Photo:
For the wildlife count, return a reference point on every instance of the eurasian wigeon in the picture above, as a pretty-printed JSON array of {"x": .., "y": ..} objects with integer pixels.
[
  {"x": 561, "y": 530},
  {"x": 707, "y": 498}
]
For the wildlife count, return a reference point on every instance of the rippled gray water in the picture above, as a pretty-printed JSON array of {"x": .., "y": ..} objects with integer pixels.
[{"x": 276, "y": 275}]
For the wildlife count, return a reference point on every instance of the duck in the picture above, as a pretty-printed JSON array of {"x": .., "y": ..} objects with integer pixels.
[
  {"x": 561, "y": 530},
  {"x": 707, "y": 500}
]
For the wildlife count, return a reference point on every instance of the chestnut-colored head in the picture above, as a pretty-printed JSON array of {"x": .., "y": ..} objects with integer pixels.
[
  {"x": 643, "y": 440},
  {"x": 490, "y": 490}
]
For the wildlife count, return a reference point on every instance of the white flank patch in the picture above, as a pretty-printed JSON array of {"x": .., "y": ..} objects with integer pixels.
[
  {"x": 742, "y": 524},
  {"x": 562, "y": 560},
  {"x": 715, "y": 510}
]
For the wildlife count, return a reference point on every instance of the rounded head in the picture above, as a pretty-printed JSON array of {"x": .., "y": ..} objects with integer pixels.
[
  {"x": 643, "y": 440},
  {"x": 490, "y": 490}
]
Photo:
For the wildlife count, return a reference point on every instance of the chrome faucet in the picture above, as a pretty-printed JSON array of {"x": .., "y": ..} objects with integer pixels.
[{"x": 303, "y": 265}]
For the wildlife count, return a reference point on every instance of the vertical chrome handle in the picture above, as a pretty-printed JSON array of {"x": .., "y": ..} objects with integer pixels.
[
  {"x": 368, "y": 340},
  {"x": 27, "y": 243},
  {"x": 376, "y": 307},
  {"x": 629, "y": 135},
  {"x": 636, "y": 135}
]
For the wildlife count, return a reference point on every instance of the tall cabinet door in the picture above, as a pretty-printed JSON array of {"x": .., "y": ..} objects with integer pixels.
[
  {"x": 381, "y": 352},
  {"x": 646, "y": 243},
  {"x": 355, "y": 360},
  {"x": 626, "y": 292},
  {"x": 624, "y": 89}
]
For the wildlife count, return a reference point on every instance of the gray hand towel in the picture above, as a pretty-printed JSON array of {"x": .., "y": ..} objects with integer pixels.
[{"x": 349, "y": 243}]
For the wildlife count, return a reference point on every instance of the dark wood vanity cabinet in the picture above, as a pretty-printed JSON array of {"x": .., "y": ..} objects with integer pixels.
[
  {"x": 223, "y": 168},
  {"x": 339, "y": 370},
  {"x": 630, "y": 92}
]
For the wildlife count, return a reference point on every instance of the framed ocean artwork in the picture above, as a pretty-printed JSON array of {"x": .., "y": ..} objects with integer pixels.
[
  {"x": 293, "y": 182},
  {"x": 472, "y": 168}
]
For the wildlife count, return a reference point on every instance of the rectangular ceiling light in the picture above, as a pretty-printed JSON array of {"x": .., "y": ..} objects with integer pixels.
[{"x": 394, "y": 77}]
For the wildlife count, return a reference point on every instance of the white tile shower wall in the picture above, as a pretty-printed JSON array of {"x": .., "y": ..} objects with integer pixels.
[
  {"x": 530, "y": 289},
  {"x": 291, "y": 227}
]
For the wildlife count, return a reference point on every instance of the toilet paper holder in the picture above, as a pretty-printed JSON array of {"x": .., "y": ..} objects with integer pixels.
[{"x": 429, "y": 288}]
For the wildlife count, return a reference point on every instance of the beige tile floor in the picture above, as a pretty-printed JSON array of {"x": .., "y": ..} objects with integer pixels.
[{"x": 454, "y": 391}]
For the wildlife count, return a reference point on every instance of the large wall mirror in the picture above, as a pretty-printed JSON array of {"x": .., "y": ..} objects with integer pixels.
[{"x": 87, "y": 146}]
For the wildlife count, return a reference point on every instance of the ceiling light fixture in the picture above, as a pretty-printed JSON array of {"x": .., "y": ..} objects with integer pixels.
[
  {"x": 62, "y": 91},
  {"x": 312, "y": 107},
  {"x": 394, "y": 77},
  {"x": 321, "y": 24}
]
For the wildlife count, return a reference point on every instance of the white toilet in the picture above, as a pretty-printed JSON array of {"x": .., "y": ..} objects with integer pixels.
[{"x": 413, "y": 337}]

_ _ _ _ _ _ _

* _What the task asks_
The listing must be repeated in full, with nothing altered.

* _Task solution_
Photo:
For the wildlife count, return a reference point on every instance of the eurasian wigeon in the picture above, as a pretty-printed JSON array of {"x": .., "y": ..} objects with integer pixels.
[
  {"x": 561, "y": 530},
  {"x": 707, "y": 498}
]
For the wildlife count, return a reference point on every instance of the rippled gray water in the picture above, as a pretty-printed JSON array of {"x": .., "y": ..} objects with integer pixels.
[{"x": 276, "y": 275}]
For the wildlife count, return a reference point on every instance of the duck in the picture above, as a pretty-printed JSON array of {"x": .., "y": ..} objects with integer pixels.
[
  {"x": 561, "y": 530},
  {"x": 707, "y": 500}
]
For the wildlife count, return a reference point on every instance of the chestnut-colored head in the picture above, as a pretty-printed JSON array of {"x": .., "y": ..} objects with integer pixels.
[
  {"x": 643, "y": 440},
  {"x": 490, "y": 490}
]
For the wildlife count, return a reference point on every instance of the white flank patch in the picture above, as a pretty-printed JSON array of {"x": .., "y": ..} objects with integer pixels.
[
  {"x": 742, "y": 524},
  {"x": 562, "y": 560},
  {"x": 715, "y": 510}
]
For the wildlife count, return a reference point on every instance of the rounded head in the picture above, as a pretty-printed JSON array of {"x": .., "y": ..} objects with integer pixels.
[
  {"x": 643, "y": 440},
  {"x": 490, "y": 490}
]
Photo:
For the wildlife count, return a reference point on every instance of the chrome faucet in the picture above, as a pretty-printed JSON array of {"x": .., "y": ..} objects with integer pixels.
[{"x": 303, "y": 265}]
For the wildlife count, return a reference point on every instance of the vertical chrome handle in the picture above, as a pretty-printed JSON array of {"x": .., "y": ..} objects with integer pixels.
[
  {"x": 368, "y": 340},
  {"x": 27, "y": 243},
  {"x": 376, "y": 307},
  {"x": 629, "y": 135},
  {"x": 636, "y": 135}
]
For the wildlife count, return a reference point on every instance of the tall cabinet door in the picture above, as a pretty-printed JSON array of {"x": .., "y": ..} objects with integer pixels.
[
  {"x": 381, "y": 352},
  {"x": 646, "y": 243},
  {"x": 355, "y": 360},
  {"x": 626, "y": 292},
  {"x": 624, "y": 89}
]
For the wildlife count, return a reference point on every instance of the gray hand towel in the picture above, as a pretty-printed JSON array of {"x": .., "y": ..} objects with integer pixels.
[{"x": 349, "y": 243}]
For the wildlife count, return a reference point on every instance of the dark wood vanity cabinet in the picture above, as a pretty-printed JSON array of {"x": .., "y": ..} objects with integer pixels.
[
  {"x": 223, "y": 168},
  {"x": 339, "y": 370},
  {"x": 630, "y": 92}
]
For the wildlife count, return a reference point on every instance of the framed ocean artwork in the picture above, as a pretty-printed JSON array of {"x": .., "y": ..} objects with integer pixels.
[
  {"x": 293, "y": 182},
  {"x": 472, "y": 168}
]
For the wildlife count, return a reference point on every instance of the rectangular ceiling light in the picture above, as a pretty-printed JSON array of {"x": .., "y": ..} objects with integer pixels.
[{"x": 394, "y": 77}]
For the wildlife count, return a reference point on every instance of the white tile shower wall in the picture above, as a pretty-printed JSON array of {"x": .., "y": ..} objects with integer pixels.
[
  {"x": 530, "y": 289},
  {"x": 291, "y": 227}
]
For the wildlife count, return a reference point on every instance of the toilet paper holder in the picture above, as a pretty-printed JSON array of {"x": .., "y": ..} objects with integer pixels.
[{"x": 429, "y": 288}]
For the wildlife count, return a reference point on every instance of the beige tile floor in the picture above, as a pretty-printed JSON array of {"x": .., "y": ..} objects with integer pixels.
[{"x": 454, "y": 391}]
For the wildlife count, return a reference point on every instance of the large wall mirror in the picture above, as a pretty-printed JSON array of {"x": .., "y": ..} objects with integer pixels.
[{"x": 87, "y": 146}]
For the wildlife count, return a reference point on every instance of the ceiling light fixture in the picture above, as a pretty-printed JSON array of {"x": .., "y": ..} objects with integer pixels.
[
  {"x": 62, "y": 91},
  {"x": 312, "y": 107},
  {"x": 394, "y": 77},
  {"x": 321, "y": 24}
]
For the wildlife count, return a reference point on every instance of the white toilet in the picture above, as a pretty-printed JSON array of {"x": .., "y": ..} objects with integer pixels.
[{"x": 413, "y": 337}]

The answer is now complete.